- _What to work on_: Word for word, restate the data that follows, omitting the images.

::::::::::

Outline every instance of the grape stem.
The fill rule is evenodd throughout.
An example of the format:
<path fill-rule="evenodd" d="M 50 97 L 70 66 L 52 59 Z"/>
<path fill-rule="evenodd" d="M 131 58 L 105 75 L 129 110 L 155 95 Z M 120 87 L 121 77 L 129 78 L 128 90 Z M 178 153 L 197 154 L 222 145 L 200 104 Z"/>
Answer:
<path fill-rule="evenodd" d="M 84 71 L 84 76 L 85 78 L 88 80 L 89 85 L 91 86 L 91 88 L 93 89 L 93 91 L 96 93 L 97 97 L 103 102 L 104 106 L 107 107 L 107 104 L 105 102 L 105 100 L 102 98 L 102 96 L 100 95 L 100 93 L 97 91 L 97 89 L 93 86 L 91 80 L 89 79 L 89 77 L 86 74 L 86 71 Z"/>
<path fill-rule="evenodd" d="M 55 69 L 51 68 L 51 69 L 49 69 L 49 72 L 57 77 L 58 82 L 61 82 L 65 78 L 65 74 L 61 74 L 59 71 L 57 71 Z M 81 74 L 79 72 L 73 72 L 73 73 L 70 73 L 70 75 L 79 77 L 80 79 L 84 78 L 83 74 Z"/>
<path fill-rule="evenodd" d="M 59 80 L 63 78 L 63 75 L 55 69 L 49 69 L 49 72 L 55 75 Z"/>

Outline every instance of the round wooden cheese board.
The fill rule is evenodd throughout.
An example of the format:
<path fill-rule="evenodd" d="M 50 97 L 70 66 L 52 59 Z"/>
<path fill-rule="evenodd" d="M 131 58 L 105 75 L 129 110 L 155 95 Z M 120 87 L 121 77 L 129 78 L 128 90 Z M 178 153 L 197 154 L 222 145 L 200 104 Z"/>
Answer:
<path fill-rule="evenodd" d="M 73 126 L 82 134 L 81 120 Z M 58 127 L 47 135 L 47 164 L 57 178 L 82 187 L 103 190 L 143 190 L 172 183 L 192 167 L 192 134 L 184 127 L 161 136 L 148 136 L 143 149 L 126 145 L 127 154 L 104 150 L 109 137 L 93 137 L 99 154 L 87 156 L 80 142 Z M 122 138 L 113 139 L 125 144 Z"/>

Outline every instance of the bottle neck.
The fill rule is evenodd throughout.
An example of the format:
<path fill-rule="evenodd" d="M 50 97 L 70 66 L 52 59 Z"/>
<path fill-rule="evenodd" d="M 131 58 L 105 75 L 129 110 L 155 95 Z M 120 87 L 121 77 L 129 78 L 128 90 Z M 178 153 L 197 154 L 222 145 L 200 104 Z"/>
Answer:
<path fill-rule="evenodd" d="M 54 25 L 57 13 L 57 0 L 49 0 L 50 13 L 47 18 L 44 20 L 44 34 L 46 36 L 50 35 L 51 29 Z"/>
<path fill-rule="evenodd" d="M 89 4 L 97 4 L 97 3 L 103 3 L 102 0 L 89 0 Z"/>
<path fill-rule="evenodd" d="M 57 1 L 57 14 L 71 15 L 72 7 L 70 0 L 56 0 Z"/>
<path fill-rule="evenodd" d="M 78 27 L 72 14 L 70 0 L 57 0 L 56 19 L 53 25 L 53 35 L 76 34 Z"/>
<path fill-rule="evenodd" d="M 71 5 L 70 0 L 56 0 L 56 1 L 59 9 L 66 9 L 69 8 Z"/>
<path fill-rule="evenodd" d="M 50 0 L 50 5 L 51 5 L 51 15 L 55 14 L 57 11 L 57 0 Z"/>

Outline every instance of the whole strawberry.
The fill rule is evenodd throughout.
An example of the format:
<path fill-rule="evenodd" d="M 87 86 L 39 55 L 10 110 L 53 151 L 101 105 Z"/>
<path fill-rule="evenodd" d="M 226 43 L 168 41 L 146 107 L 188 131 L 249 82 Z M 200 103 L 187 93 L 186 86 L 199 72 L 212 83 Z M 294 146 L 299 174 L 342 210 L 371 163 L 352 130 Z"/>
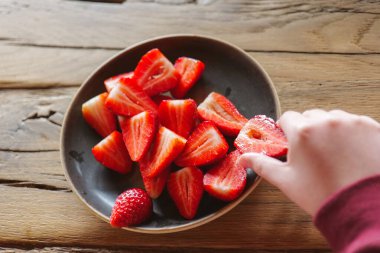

::::::::::

- _Answer area_:
Outline every instance of the grape stem.
The fill rule is evenodd throughout.
An example of the format:
<path fill-rule="evenodd" d="M 50 97 L 70 66 L 52 59 Z"/>
<path fill-rule="evenodd" d="M 131 58 L 105 75 L 129 110 L 155 95 Z M 120 87 L 121 77 L 129 78 L 128 90 Z M 178 153 L 197 154 L 222 145 L 200 104 Z"/>
Answer:
<path fill-rule="evenodd" d="M 84 71 L 84 76 L 85 78 L 88 80 L 89 85 L 91 86 L 91 88 L 93 89 L 93 91 L 96 93 L 97 97 L 103 102 L 104 106 L 107 107 L 107 104 L 105 102 L 105 100 L 102 98 L 102 96 L 100 95 L 100 93 L 97 91 L 97 89 L 93 86 L 91 80 L 89 79 L 89 77 L 86 74 L 86 71 Z"/>
<path fill-rule="evenodd" d="M 55 69 L 51 68 L 51 69 L 49 69 L 49 72 L 57 77 L 58 82 L 61 82 L 65 78 L 65 74 L 61 74 L 59 71 L 57 71 Z M 81 74 L 79 72 L 73 72 L 73 73 L 70 73 L 70 75 L 79 77 L 80 79 L 84 78 L 83 74 Z"/>
<path fill-rule="evenodd" d="M 59 80 L 63 78 L 63 75 L 55 69 L 49 69 L 49 72 L 55 75 Z"/>

Outline every instance of the round wooden cheese board.
The fill rule is evenodd throughout.
An example of the format:
<path fill-rule="evenodd" d="M 50 97 L 70 66 L 52 59 Z"/>
<path fill-rule="evenodd" d="M 131 58 L 105 75 L 129 110 L 155 95 Z M 120 87 L 121 77 L 129 78 L 128 90 Z M 178 153 L 197 154 L 222 145 L 200 104 Z"/>
Answer:
<path fill-rule="evenodd" d="M 73 126 L 82 134 L 81 120 Z M 58 127 L 47 135 L 47 164 L 57 178 L 82 187 L 103 190 L 143 190 L 172 183 L 192 167 L 192 134 L 184 127 L 161 136 L 148 136 L 143 149 L 126 145 L 127 154 L 104 150 L 109 137 L 93 137 L 99 154 L 87 156 L 80 142 Z M 122 138 L 113 139 L 125 144 Z"/>

Outline every instance of the bottle neck.
The fill rule is evenodd throughout.
An example of the format:
<path fill-rule="evenodd" d="M 50 97 L 70 66 L 52 59 Z"/>
<path fill-rule="evenodd" d="M 131 58 L 105 75 L 129 110 L 155 95 Z M 120 87 L 121 77 L 129 78 L 128 90 Z M 178 153 L 197 154 L 222 145 L 200 104 Z"/>
Answer:
<path fill-rule="evenodd" d="M 54 25 L 57 13 L 57 0 L 49 0 L 50 13 L 47 18 L 44 20 L 44 34 L 46 36 L 50 35 L 51 29 Z"/>
<path fill-rule="evenodd" d="M 89 4 L 97 4 L 97 3 L 103 3 L 102 0 L 89 0 Z"/>
<path fill-rule="evenodd" d="M 57 1 L 57 14 L 71 15 L 72 7 L 70 0 L 56 0 Z"/>
<path fill-rule="evenodd" d="M 78 27 L 72 14 L 70 0 L 57 0 L 56 19 L 53 25 L 53 35 L 76 34 Z"/>
<path fill-rule="evenodd" d="M 71 5 L 70 0 L 56 0 L 56 1 L 59 9 L 66 9 L 69 8 Z"/>
<path fill-rule="evenodd" d="M 50 0 L 50 5 L 51 5 L 51 15 L 55 14 L 57 11 L 57 0 Z"/>

Outline every instance of the whole strawberry.
The fill rule is evenodd throughout.
An example of the format:
<path fill-rule="evenodd" d="M 87 86 L 39 55 L 10 110 L 53 151 L 101 105 Z"/>
<path fill-rule="evenodd" d="M 226 43 L 168 41 L 146 107 L 188 131 L 249 82 Z M 200 103 L 187 93 L 186 86 L 199 72 L 212 83 Z M 294 146 L 299 174 L 342 210 L 371 163 L 352 130 Z"/>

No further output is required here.